# SOURCE TEXT
=-=-=

Note that confusingly
p(COLOR, MAKE)
is a pmf. Probabilities are being assigned to color, make
pairs, and these do add up to 1.
|
|
Chain Rule
|
The following relationship is called the chain rule:
p(COLOR=x,MAKE=y)= p(Color=x|Make=y) * p(Make=y)
It's completely symmetric as to which variable is given:
p(COLOR=x,MAKE=y)= p(Make=y|Color=x) * p(Color=x)
Why should this be true? In a sense you cant prove it,
not without a lot of assumptions about what a probability
is. But you can see why it might be a reasonable
axiom.
It's true if you look at probabilities in a purely
frequentist way:
- p(green, VW) = | green INT VW | / |CARS|
- p(green|VW) = | green INT VW | / |VW|
- p(VW) = |VW|/|CARS|
So, on the frequentist interpretation, it just works out to be true:
| green INT VW | / |CARS| = | green INT VW | / |VW| * |VW|/|CARS|
|
Independent
Distributions
|
Note an important special case of
the chain rule. We call two distributions X and Y
independent if:
p(X | Y) = p(X)
In other words the value of y has no effect on
the value of x.
Note the special case of the chain rule that holds for
independent distributions.
p(x,y)= p(x|y) * p(y) = p(x) * p(y)
Exercise: Verify that the table labeled an independent
distribution really is.
|
|
Bayes' Law
|
Recall the two versions of the chain rule:
- p(COLOR=x,MAKE=y)= p(Color=x|Make=y) * p(Make=y)
- p(COLOR=x,MAKE=y)= p(Make=y|Color=x) * p(Color=x)
From this we can immediately conclude Bayes' Law:
p(Color=x|Make=y) * p(Make=y) = p(Make=y|Color=x) * p(Color=x)
This is often written in the following form:
p(Color=x|Make=y) = p(Make=y|Color=x) * p(Color=x) / p(Make=y)
|

=-=-=

# Data items
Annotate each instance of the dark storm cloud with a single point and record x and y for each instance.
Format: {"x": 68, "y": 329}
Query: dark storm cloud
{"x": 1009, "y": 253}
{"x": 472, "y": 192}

=-=-=

# REQUEST 1
In the probability notes, when are two distributions X and Y called independent?
# REQUEST 2
From the probability notes, return the part that opens with the words containing "In other words" and closes with "distribution really is.".

# ANSWER 1
When p(X | Y) = p(X).

# ANSWER 2
In other words the value of y has no effect on
the value of x.
Note the special case of the chain rule that holds for
independent distributions.
p(x,y)= p(x|y) * p(y) = p(x) * p(y)
Exercise: Verify that the table labeled an independent
distribution really is.